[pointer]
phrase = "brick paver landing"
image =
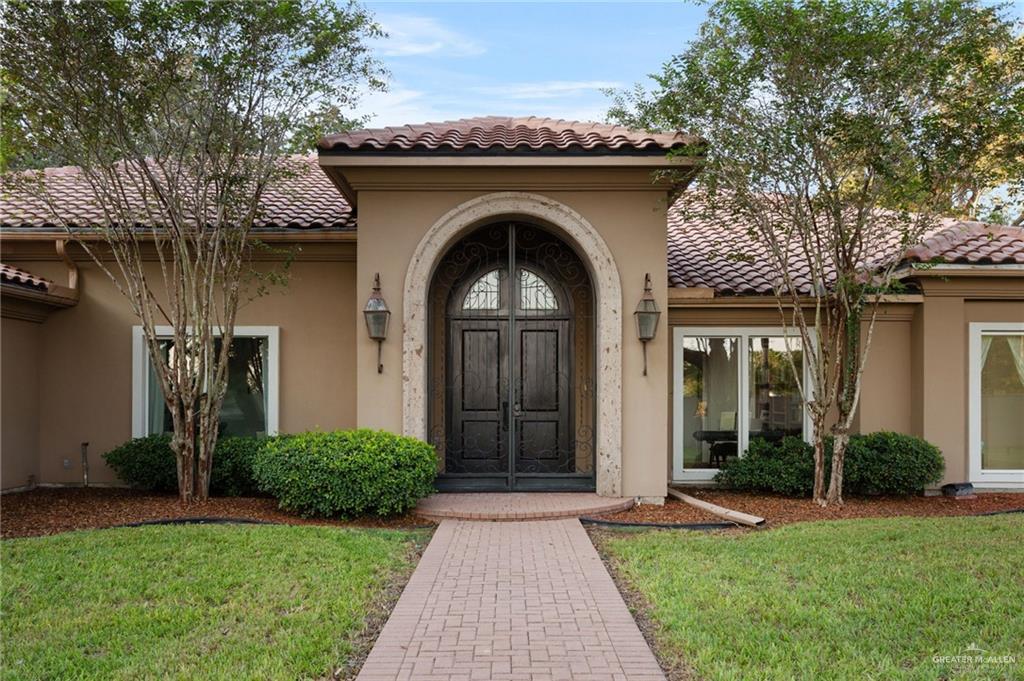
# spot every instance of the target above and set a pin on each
(511, 601)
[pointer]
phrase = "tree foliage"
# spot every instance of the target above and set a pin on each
(841, 132)
(178, 115)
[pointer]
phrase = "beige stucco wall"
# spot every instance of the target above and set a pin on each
(624, 207)
(18, 402)
(940, 345)
(915, 380)
(84, 356)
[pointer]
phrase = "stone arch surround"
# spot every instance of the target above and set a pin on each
(604, 277)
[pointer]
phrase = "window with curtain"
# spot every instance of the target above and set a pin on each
(775, 409)
(245, 408)
(711, 370)
(1001, 401)
(732, 385)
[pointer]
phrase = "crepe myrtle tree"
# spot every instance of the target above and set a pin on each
(178, 115)
(840, 132)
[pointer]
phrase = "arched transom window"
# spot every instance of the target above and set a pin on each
(484, 294)
(535, 292)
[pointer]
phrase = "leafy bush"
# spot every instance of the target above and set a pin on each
(887, 463)
(147, 463)
(882, 463)
(232, 466)
(345, 473)
(785, 467)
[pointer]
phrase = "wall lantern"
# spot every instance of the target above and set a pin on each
(377, 315)
(646, 315)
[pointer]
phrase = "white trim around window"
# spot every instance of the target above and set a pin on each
(140, 375)
(742, 335)
(985, 477)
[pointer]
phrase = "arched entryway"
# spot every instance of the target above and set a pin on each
(511, 355)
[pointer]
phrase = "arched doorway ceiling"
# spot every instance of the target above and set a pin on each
(604, 275)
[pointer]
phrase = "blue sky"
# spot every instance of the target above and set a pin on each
(455, 59)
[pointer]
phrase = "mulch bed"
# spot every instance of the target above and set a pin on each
(52, 510)
(782, 510)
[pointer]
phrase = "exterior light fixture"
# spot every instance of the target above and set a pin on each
(377, 315)
(646, 315)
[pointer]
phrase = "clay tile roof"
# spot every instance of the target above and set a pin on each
(305, 200)
(17, 277)
(498, 133)
(701, 254)
(972, 243)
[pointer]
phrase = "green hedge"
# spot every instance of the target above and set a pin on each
(346, 473)
(147, 463)
(882, 463)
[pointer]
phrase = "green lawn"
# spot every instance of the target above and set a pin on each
(852, 599)
(195, 601)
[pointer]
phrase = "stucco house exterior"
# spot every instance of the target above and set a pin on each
(512, 254)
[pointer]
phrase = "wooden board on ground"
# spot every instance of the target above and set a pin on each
(720, 511)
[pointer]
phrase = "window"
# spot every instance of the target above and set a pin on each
(996, 402)
(535, 294)
(251, 401)
(731, 385)
(485, 293)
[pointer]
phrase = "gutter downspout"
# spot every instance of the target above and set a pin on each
(61, 247)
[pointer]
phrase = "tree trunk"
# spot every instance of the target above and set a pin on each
(186, 458)
(819, 461)
(207, 441)
(836, 479)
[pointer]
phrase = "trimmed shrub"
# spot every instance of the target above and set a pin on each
(147, 463)
(232, 466)
(785, 467)
(346, 473)
(882, 463)
(887, 463)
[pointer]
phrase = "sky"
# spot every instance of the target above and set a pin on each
(458, 59)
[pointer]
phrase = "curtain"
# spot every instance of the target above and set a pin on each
(1016, 344)
(158, 410)
(986, 345)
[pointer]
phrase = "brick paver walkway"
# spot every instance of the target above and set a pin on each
(511, 601)
(518, 505)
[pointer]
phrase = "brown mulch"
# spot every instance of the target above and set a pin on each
(48, 511)
(783, 510)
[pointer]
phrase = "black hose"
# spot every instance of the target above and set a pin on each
(658, 525)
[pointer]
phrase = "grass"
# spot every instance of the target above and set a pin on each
(850, 599)
(196, 601)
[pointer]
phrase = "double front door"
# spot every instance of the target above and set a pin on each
(510, 421)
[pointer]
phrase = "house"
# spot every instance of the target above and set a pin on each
(512, 254)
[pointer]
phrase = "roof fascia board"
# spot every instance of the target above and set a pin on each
(658, 161)
(961, 269)
(275, 237)
(770, 301)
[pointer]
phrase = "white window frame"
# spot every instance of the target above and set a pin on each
(742, 334)
(140, 374)
(981, 477)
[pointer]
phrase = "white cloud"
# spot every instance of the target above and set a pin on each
(546, 89)
(402, 105)
(419, 36)
(399, 107)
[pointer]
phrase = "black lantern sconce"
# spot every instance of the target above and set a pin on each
(377, 315)
(646, 315)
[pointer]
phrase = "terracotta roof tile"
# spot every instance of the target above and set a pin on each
(306, 200)
(18, 277)
(731, 262)
(972, 243)
(497, 133)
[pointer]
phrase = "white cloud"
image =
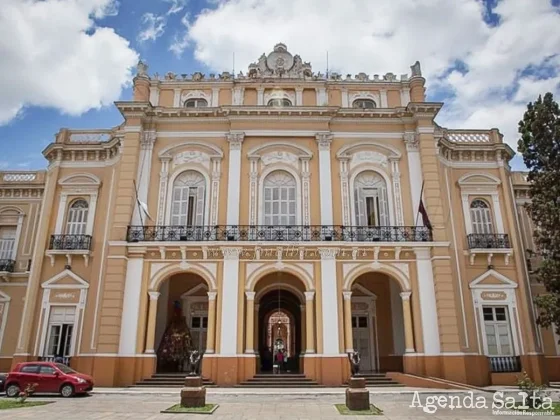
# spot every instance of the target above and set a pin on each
(153, 27)
(381, 36)
(53, 55)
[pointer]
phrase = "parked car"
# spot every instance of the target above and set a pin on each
(50, 378)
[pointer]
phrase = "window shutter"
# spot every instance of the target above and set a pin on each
(199, 220)
(383, 208)
(360, 207)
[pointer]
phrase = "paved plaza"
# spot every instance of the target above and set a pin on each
(235, 406)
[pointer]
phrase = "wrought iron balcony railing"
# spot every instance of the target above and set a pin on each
(488, 240)
(499, 364)
(70, 242)
(7, 266)
(262, 233)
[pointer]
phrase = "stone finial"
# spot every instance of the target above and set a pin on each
(141, 69)
(415, 69)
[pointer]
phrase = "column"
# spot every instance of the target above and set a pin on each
(329, 297)
(324, 141)
(234, 178)
(407, 317)
(211, 331)
(249, 331)
(131, 302)
(230, 291)
(260, 96)
(348, 342)
(309, 323)
(383, 98)
(151, 330)
(414, 171)
(428, 308)
(299, 96)
(143, 175)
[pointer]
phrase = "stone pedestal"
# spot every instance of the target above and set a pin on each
(357, 396)
(194, 393)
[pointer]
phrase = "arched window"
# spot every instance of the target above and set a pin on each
(371, 205)
(280, 199)
(364, 104)
(279, 102)
(187, 206)
(77, 218)
(481, 217)
(196, 103)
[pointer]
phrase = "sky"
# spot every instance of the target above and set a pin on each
(64, 62)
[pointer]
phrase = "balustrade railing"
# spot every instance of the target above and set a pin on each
(280, 233)
(500, 364)
(70, 242)
(488, 240)
(7, 266)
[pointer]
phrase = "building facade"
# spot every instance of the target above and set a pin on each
(276, 209)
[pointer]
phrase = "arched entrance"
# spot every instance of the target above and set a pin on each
(376, 323)
(181, 321)
(280, 320)
(279, 330)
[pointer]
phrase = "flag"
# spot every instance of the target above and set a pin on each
(424, 213)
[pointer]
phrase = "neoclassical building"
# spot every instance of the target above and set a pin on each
(274, 209)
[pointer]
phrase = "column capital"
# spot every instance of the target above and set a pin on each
(405, 295)
(148, 139)
(231, 253)
(235, 139)
(324, 140)
(328, 253)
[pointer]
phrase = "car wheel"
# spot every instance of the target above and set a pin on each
(67, 390)
(12, 391)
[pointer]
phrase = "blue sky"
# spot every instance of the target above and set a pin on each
(68, 60)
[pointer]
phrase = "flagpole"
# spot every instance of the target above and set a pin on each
(418, 209)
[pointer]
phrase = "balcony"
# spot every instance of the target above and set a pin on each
(503, 364)
(7, 266)
(488, 240)
(489, 244)
(279, 233)
(68, 246)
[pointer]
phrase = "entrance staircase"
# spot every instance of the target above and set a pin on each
(281, 380)
(168, 380)
(378, 380)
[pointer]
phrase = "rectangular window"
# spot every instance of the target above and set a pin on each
(497, 330)
(7, 241)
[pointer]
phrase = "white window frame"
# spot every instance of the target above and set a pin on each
(485, 215)
(72, 190)
(264, 174)
(170, 186)
(503, 294)
(495, 323)
(390, 198)
(72, 212)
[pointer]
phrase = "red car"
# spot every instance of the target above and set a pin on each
(49, 377)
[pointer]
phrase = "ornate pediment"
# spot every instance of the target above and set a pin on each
(280, 63)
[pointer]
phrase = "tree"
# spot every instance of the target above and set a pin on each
(540, 147)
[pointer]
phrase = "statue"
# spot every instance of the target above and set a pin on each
(354, 359)
(194, 361)
(415, 69)
(141, 68)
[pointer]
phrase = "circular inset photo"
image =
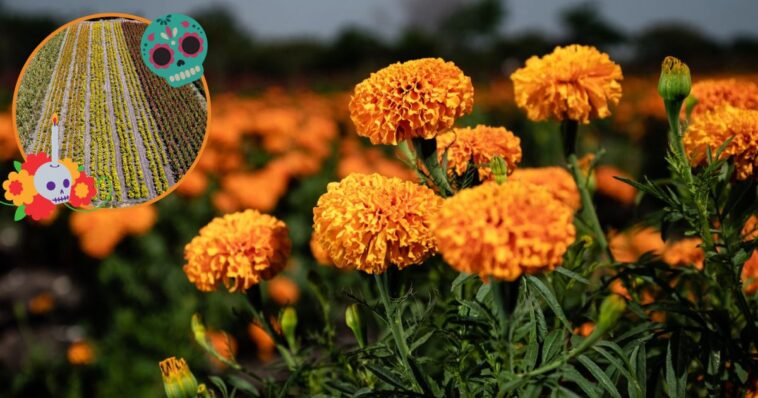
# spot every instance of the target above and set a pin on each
(86, 97)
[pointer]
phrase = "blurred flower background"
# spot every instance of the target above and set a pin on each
(89, 303)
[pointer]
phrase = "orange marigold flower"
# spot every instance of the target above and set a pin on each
(714, 128)
(80, 353)
(100, 231)
(503, 230)
(750, 229)
(629, 245)
(713, 94)
(750, 274)
(370, 222)
(556, 180)
(224, 344)
(319, 253)
(609, 186)
(19, 188)
(481, 143)
(238, 249)
(684, 252)
(419, 98)
(283, 290)
(573, 82)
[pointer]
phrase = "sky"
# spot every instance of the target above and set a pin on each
(279, 19)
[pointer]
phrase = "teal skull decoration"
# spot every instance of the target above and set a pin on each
(174, 47)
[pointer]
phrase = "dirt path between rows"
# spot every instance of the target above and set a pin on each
(112, 119)
(87, 133)
(138, 139)
(46, 98)
(65, 100)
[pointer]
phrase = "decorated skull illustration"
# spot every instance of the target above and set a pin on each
(174, 47)
(53, 181)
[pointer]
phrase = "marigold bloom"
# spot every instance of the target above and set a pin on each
(482, 144)
(370, 222)
(714, 128)
(609, 186)
(503, 230)
(80, 353)
(100, 231)
(19, 188)
(418, 98)
(684, 252)
(573, 82)
(556, 180)
(713, 94)
(239, 249)
(750, 274)
(283, 290)
(319, 253)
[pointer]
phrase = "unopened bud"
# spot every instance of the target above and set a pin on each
(499, 169)
(178, 381)
(675, 82)
(610, 311)
(355, 323)
(288, 322)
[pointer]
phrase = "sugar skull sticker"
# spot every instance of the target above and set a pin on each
(174, 47)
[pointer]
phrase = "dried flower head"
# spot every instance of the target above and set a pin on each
(503, 230)
(573, 82)
(713, 129)
(370, 222)
(239, 249)
(556, 180)
(418, 98)
(480, 144)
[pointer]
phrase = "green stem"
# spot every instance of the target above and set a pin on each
(569, 130)
(396, 327)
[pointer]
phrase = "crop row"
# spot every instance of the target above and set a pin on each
(34, 85)
(55, 92)
(73, 128)
(179, 113)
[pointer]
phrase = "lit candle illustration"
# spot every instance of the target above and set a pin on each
(54, 139)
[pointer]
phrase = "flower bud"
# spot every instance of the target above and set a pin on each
(675, 81)
(178, 381)
(499, 169)
(610, 311)
(288, 322)
(355, 323)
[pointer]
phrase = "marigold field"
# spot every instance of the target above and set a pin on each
(574, 224)
(132, 131)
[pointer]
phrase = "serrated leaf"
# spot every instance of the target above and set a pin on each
(599, 375)
(550, 299)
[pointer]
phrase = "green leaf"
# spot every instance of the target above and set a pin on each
(219, 383)
(550, 299)
(20, 213)
(599, 375)
(571, 374)
(243, 385)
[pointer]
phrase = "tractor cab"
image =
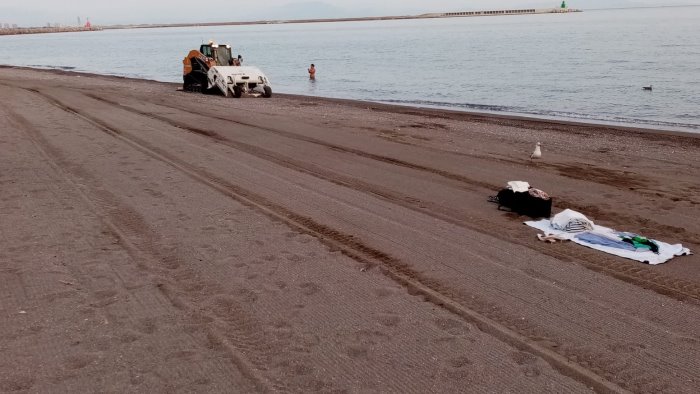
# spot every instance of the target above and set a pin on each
(220, 53)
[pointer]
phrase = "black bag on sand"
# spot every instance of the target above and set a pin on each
(534, 202)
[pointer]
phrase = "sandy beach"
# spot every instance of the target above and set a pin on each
(161, 241)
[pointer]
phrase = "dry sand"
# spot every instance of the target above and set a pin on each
(161, 241)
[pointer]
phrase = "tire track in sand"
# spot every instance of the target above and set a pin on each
(394, 268)
(144, 260)
(622, 270)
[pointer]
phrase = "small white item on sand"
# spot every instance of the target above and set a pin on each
(571, 221)
(550, 238)
(518, 186)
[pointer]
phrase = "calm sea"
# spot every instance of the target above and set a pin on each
(588, 66)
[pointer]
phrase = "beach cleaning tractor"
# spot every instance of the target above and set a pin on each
(213, 69)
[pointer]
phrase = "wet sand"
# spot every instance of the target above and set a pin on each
(161, 241)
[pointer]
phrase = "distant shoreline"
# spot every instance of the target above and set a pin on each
(465, 14)
(44, 30)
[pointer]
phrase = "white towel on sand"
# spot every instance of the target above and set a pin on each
(666, 251)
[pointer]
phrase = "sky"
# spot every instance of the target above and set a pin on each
(110, 12)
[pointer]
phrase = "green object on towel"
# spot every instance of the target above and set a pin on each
(640, 242)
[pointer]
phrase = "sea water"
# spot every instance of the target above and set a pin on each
(588, 66)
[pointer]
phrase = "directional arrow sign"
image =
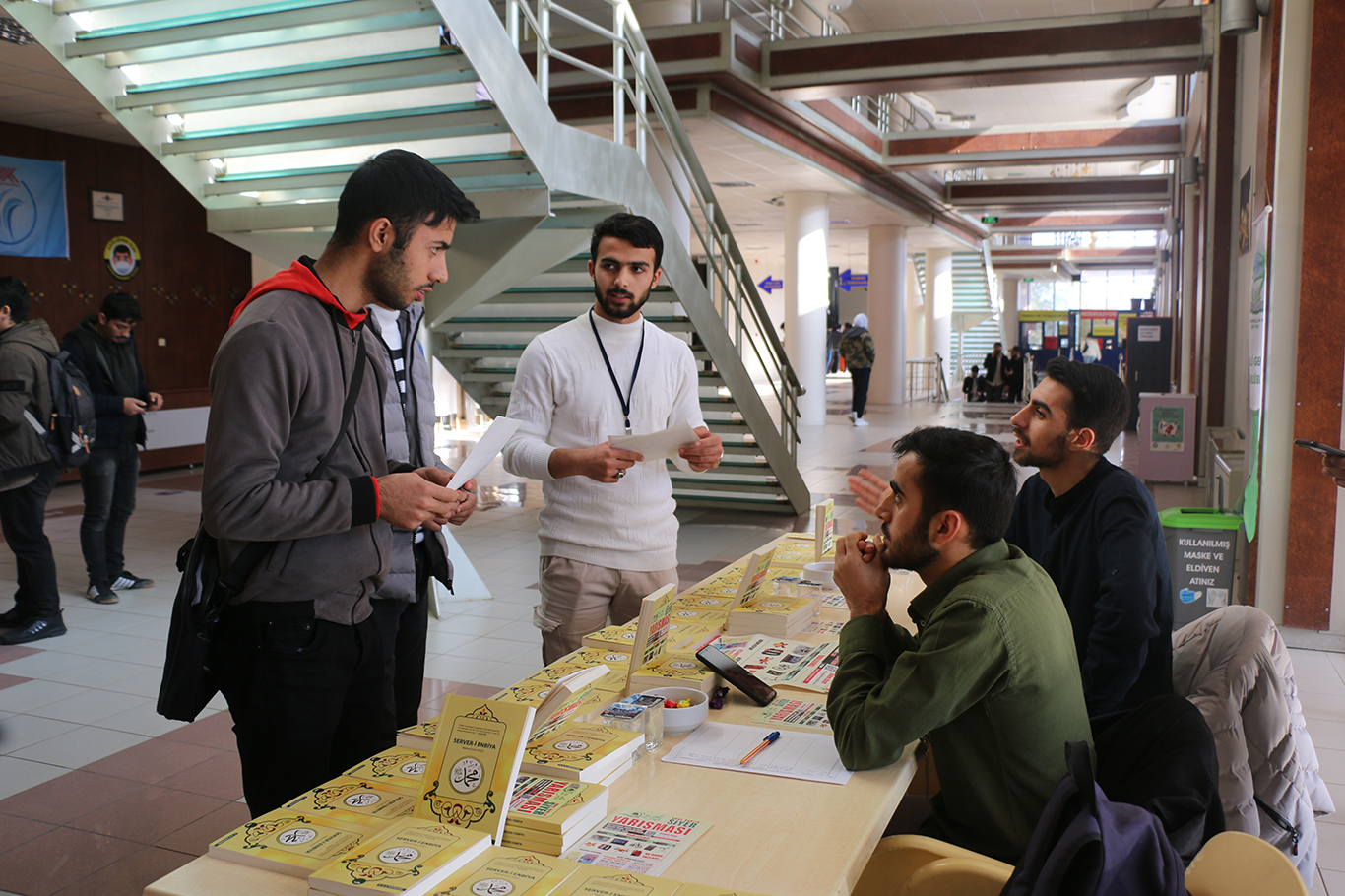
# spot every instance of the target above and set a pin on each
(853, 280)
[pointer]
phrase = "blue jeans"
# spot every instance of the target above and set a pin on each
(22, 514)
(109, 484)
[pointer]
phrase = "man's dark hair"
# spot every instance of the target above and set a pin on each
(120, 305)
(405, 188)
(15, 294)
(1098, 400)
(966, 473)
(634, 228)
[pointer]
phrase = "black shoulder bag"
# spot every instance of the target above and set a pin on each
(205, 591)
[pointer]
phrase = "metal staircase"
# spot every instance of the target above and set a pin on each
(263, 109)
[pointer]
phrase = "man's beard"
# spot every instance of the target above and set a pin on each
(612, 311)
(388, 283)
(1052, 455)
(912, 550)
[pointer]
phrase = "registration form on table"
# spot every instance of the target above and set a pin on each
(794, 755)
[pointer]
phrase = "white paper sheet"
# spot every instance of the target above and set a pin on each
(484, 451)
(794, 755)
(657, 445)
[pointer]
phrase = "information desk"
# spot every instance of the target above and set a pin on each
(772, 836)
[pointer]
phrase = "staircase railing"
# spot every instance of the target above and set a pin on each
(635, 78)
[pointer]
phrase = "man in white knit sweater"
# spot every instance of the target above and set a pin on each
(608, 529)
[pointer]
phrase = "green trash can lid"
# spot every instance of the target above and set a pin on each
(1198, 518)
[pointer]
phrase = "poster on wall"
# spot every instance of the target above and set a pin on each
(1256, 366)
(32, 209)
(122, 257)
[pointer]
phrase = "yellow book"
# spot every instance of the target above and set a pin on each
(596, 880)
(679, 669)
(396, 766)
(407, 859)
(551, 804)
(289, 843)
(353, 800)
(474, 762)
(507, 872)
(581, 751)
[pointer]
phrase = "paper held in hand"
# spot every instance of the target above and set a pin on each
(660, 444)
(489, 444)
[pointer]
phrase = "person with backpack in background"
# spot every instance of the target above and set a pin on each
(857, 350)
(28, 471)
(102, 349)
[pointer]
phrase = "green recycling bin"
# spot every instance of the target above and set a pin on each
(1201, 553)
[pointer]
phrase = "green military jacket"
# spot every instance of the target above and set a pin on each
(992, 678)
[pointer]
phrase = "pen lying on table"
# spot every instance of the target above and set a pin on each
(770, 738)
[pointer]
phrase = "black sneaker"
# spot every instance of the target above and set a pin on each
(36, 630)
(101, 595)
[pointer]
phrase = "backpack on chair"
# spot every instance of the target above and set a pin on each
(1087, 845)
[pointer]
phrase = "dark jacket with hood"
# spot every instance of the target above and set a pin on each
(276, 393)
(97, 356)
(25, 352)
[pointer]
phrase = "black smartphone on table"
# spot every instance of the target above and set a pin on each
(716, 660)
(1319, 448)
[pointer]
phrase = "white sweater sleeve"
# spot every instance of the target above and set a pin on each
(532, 404)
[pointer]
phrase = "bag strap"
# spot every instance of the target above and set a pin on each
(252, 554)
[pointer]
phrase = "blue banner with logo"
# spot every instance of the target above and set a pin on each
(32, 209)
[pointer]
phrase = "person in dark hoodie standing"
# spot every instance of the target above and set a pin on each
(296, 656)
(28, 471)
(857, 350)
(105, 350)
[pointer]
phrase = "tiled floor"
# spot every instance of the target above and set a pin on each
(101, 796)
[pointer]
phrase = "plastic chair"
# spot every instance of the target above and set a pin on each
(896, 862)
(1238, 864)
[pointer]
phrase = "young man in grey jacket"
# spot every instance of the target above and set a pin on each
(296, 654)
(401, 606)
(28, 471)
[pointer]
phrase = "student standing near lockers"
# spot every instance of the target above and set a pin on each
(401, 606)
(28, 471)
(103, 349)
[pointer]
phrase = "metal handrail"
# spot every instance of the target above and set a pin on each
(739, 304)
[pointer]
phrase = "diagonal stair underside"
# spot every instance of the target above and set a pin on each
(263, 109)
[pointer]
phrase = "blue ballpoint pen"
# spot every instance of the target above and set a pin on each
(770, 738)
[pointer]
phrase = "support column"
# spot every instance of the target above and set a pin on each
(1289, 487)
(805, 283)
(939, 307)
(888, 312)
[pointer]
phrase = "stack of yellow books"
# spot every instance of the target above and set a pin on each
(549, 815)
(407, 859)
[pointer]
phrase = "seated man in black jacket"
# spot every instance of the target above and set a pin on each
(1095, 529)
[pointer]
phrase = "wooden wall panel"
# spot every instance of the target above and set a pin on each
(188, 280)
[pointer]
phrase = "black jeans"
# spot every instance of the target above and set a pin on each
(860, 389)
(308, 697)
(109, 484)
(22, 516)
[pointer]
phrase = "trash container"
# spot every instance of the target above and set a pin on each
(1201, 553)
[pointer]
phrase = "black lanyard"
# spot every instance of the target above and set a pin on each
(624, 400)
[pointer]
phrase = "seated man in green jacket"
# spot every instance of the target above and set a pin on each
(992, 678)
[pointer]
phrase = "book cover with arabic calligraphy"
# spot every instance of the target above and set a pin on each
(407, 859)
(289, 843)
(474, 763)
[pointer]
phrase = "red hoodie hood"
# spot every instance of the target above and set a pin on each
(300, 278)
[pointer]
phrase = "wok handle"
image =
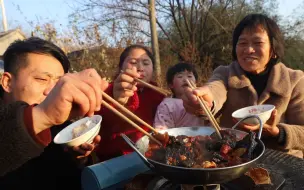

TRY IT
On how many lines of the listing does the string "yellow" appear? Only the number should be given.

RESULT FOR THIS TASK
2